- Given request
Copy out all the data, word for word.

Start

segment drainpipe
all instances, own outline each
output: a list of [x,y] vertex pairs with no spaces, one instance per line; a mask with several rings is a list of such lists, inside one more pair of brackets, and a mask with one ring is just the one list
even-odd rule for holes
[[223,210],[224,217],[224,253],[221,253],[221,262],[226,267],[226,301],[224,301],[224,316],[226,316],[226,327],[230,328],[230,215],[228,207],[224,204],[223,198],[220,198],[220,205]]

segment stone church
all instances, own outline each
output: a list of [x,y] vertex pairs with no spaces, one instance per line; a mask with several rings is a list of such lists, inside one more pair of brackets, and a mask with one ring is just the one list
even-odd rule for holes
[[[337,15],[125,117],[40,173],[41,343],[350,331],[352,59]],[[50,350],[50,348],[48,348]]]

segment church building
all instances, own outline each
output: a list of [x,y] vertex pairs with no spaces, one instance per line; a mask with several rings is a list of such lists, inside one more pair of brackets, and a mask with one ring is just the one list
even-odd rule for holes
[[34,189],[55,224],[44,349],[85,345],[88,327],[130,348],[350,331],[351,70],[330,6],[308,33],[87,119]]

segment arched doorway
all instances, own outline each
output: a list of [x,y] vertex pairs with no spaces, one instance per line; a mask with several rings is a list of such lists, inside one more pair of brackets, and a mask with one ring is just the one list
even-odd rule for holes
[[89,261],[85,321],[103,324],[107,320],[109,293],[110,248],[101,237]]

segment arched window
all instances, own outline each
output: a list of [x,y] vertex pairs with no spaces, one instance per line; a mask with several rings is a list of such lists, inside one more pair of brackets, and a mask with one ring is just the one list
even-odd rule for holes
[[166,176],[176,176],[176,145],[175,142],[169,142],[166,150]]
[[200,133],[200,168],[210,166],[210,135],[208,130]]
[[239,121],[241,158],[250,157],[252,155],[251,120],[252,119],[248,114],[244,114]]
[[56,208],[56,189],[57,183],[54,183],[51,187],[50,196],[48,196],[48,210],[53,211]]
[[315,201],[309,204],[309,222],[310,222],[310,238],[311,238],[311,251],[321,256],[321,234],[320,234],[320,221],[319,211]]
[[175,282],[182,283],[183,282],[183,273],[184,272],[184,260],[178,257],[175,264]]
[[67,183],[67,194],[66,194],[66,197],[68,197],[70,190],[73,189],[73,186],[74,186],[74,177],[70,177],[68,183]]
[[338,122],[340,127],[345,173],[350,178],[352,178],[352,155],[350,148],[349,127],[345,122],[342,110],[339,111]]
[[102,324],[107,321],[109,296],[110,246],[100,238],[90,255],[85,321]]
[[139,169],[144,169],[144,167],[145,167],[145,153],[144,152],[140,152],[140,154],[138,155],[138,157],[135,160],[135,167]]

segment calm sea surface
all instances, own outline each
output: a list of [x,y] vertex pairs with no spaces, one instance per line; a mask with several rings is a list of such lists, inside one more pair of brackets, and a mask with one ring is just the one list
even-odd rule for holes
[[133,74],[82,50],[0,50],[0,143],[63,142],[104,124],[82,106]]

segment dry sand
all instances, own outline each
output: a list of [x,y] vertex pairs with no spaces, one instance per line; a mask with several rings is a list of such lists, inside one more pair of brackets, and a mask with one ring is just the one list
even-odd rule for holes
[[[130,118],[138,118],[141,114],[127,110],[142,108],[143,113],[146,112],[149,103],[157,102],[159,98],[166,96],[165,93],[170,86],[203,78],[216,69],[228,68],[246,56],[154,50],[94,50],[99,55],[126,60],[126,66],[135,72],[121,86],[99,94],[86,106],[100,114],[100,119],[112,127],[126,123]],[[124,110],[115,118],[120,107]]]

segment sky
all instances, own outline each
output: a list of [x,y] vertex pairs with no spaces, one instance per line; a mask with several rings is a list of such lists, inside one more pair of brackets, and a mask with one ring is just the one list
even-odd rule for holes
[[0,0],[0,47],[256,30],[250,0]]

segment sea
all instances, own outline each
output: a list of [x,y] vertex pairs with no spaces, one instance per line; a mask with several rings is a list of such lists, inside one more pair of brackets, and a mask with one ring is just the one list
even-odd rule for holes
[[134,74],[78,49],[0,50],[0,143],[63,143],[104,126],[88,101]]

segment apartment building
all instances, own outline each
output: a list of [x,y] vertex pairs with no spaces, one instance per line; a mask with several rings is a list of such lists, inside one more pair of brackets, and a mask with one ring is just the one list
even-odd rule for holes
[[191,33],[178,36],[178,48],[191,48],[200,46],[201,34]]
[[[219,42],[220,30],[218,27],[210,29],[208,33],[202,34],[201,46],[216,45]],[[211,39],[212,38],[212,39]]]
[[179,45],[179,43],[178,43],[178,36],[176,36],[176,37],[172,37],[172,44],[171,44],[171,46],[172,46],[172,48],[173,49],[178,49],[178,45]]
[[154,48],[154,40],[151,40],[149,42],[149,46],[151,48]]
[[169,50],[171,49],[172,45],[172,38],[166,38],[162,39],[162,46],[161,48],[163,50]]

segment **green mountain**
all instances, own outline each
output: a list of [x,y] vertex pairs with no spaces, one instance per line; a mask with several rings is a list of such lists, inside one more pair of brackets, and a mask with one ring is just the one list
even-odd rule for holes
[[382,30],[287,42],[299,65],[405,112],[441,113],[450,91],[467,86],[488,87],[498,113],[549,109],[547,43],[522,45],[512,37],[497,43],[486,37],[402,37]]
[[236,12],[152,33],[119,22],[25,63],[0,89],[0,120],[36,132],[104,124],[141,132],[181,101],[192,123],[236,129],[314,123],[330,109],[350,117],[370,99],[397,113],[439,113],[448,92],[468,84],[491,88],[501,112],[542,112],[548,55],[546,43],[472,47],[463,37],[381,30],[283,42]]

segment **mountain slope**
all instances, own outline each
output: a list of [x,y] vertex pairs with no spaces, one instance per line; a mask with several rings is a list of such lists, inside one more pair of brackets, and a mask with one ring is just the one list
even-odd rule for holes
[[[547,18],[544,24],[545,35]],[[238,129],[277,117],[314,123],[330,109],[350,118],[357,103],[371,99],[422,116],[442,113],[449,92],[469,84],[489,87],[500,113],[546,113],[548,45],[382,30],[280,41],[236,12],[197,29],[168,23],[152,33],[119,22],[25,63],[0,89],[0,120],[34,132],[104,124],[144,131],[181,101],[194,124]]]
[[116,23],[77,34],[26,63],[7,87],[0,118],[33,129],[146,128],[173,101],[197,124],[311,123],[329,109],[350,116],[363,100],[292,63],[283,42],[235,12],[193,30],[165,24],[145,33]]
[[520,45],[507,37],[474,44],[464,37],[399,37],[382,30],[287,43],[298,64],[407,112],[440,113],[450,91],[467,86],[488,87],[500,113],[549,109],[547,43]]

End

- Answer below
segment drainpipe
all instances, own outline each
output: a list of [x,y] vertex pairs with no spaces, one instance per line; a mask with several rings is a list of such lists, inside one more pair of brackets, and a mask with one ring is just the one list
even-odd rule for holes
[[223,210],[224,217],[224,253],[221,253],[221,262],[226,267],[226,301],[224,301],[224,316],[226,316],[226,327],[230,328],[230,215],[228,207],[224,204],[223,198],[220,198],[220,205]]

segment stone church
all instances, own outline each
output: a list of [x,y] vertex pairs with no spaces, one instance per line; a mask with several rings is a list of such lists, inside one more pair of brackets, and a mask with one ring is just the one list
even-odd rule for holes
[[[337,15],[125,117],[40,173],[41,343],[350,331],[352,59]],[[50,350],[50,348],[48,348]]]

segment church building
all instances, own outline each
output: a list of [x,y] vertex pairs with no spaces, one instance per line; a mask with several rings is a list of such lists, inside one more pair of brackets, and a mask with one ring is just the one list
even-odd rule for holes
[[34,189],[55,224],[44,349],[85,345],[88,327],[130,348],[350,331],[351,70],[330,6],[308,33],[87,119]]

segment arched doorway
all instances, own outline each
output: a list of [x,y] vertex pairs with no spaces, one instance per line; a mask with several rings is a list of such lists, inside one more pair of brackets, and a mask with one ring is just the one list
even-odd rule for holes
[[89,261],[85,321],[103,324],[107,320],[109,293],[110,248],[101,237]]

segment arched window
all instances, own outline each
output: a list of [x,y] vertex pairs with no spaces, one instance per line; a mask with several rings is a list of such lists, inside one more pair of brackets, and a mask with one ring is just the one list
even-odd rule for holes
[[166,176],[176,176],[176,145],[175,142],[169,142],[166,150]]
[[200,133],[200,168],[210,166],[210,135],[208,130]]
[[239,121],[241,158],[250,157],[252,155],[251,120],[252,119],[248,114],[244,114]]
[[56,208],[56,189],[57,183],[54,183],[51,187],[50,196],[48,196],[48,210],[53,211]]
[[315,201],[309,204],[309,222],[310,222],[310,238],[311,238],[311,251],[321,256],[321,234],[320,234],[320,221],[319,211]]
[[175,282],[182,283],[183,282],[183,273],[184,272],[184,260],[178,257],[175,264]]
[[67,183],[67,194],[66,194],[66,197],[68,197],[70,190],[73,189],[73,186],[74,186],[74,177],[70,177],[68,183]]
[[338,122],[340,127],[345,173],[350,178],[352,178],[352,155],[350,148],[349,127],[345,122],[342,110],[339,111]]
[[102,324],[107,321],[109,296],[110,246],[100,238],[90,255],[85,321]]
[[139,169],[144,169],[144,167],[145,167],[145,153],[144,152],[140,152],[140,154],[138,155],[138,157],[135,160],[135,167]]

segment calm sea surface
all instances, own outline each
output: a list of [x,y] vertex pairs with no spaces, one instance per line; a mask with several rings is a list of such lists, inside one more pair of brackets, and a mask with one ring is just the one list
even-odd rule for holes
[[133,74],[82,50],[0,50],[0,143],[63,142],[104,124],[82,106]]

segment dry sand
all instances, own outline each
output: a list of [x,y] vertex pairs with no spaces, one instance per line; a mask with several rings is a list of such lists, inside one more pair of brackets, and a mask with one ring is just the one list
even-odd rule for holes
[[[130,118],[138,118],[141,114],[127,110],[142,108],[143,113],[146,112],[149,103],[157,102],[159,98],[166,96],[165,93],[170,86],[203,78],[216,69],[228,68],[246,56],[154,50],[94,50],[99,55],[126,60],[126,66],[135,72],[121,86],[99,94],[86,106],[100,114],[100,119],[112,127],[126,123]],[[124,110],[115,118],[120,107]]]

segment sky
all instances, own outline each
output: a list of [x,y] vertex pairs with no spaces, one instance per line; a mask with several rings is a list of such lists, inside one more pair of brackets, and a mask with one ring is just the one list
even-odd rule for holes
[[0,0],[0,47],[256,30],[250,0]]

segment sea
all instances, own outline each
output: a list of [x,y] vertex pairs with no spaces, one instance per line; a mask with several rings is a list of such lists, inside one more pair of brackets, and a mask with one ring is just the one list
even-odd rule for holes
[[134,74],[78,49],[0,50],[0,143],[63,143],[104,126],[88,101]]

segment apartment building
all instances, own outline each
output: a list of [x,y] vertex pairs with no spaces, one instance per line; a mask with several rings is a list of such lists, inside one more pair of brackets, and a mask with one ring is just the one list
even-odd rule for holes
[[191,33],[178,36],[178,48],[191,48],[200,46],[201,34]]
[[[219,42],[220,30],[218,27],[210,29],[208,33],[202,34],[201,46],[216,45]],[[211,39],[212,38],[212,39]]]
[[179,45],[179,43],[178,43],[178,36],[176,36],[176,37],[172,37],[172,44],[171,44],[171,46],[172,46],[172,48],[173,49],[178,49],[178,45]]
[[154,48],[154,40],[151,40],[149,42],[149,46],[151,48]]
[[169,50],[171,49],[172,45],[172,38],[166,38],[162,39],[162,46],[161,48],[163,50]]

segment **green mountain**
all instances, own outline each
output: a list of [x,y] vertex pairs with no spaces, one instance per line; a mask with several rings is a list of such lists, inside one more pair of brackets, and a mask with one ring is just the one list
even-odd rule for holes
[[382,30],[287,42],[299,65],[405,112],[441,113],[450,91],[467,86],[488,87],[498,113],[549,109],[547,43],[522,45],[512,37],[497,43],[486,37],[402,37]]
[[236,12],[152,33],[119,22],[25,63],[0,89],[0,120],[36,132],[104,124],[141,132],[181,101],[192,123],[236,129],[314,123],[330,109],[350,117],[370,99],[397,113],[439,113],[448,92],[468,84],[491,88],[501,112],[542,112],[548,55],[546,43],[472,47],[463,37],[381,30],[283,42]]

segment **mountain slope**
all instances, own outline each
output: a list of [x,y] vertex pairs with no spaces, one instance per line; a mask with several rings is a list of such lists, inside one more pair of brackets, and a mask with one ring is just the one list
even-odd rule for holes
[[[547,18],[544,24],[545,35]],[[238,129],[277,117],[314,123],[330,109],[350,118],[357,103],[371,99],[422,116],[442,113],[449,92],[469,84],[489,87],[500,113],[546,113],[548,45],[382,30],[280,41],[236,12],[197,29],[168,23],[152,33],[119,22],[25,63],[0,89],[0,120],[34,132],[104,124],[144,131],[181,101],[194,124]]]
[[116,23],[77,34],[26,63],[7,87],[0,118],[33,129],[146,128],[173,101],[197,124],[311,123],[329,109],[350,116],[363,100],[292,63],[283,42],[235,12],[193,30],[165,24],[145,33]]
[[520,45],[507,37],[474,44],[464,37],[399,37],[382,30],[287,43],[298,64],[407,112],[440,113],[450,91],[467,86],[488,87],[500,113],[549,109],[547,43]]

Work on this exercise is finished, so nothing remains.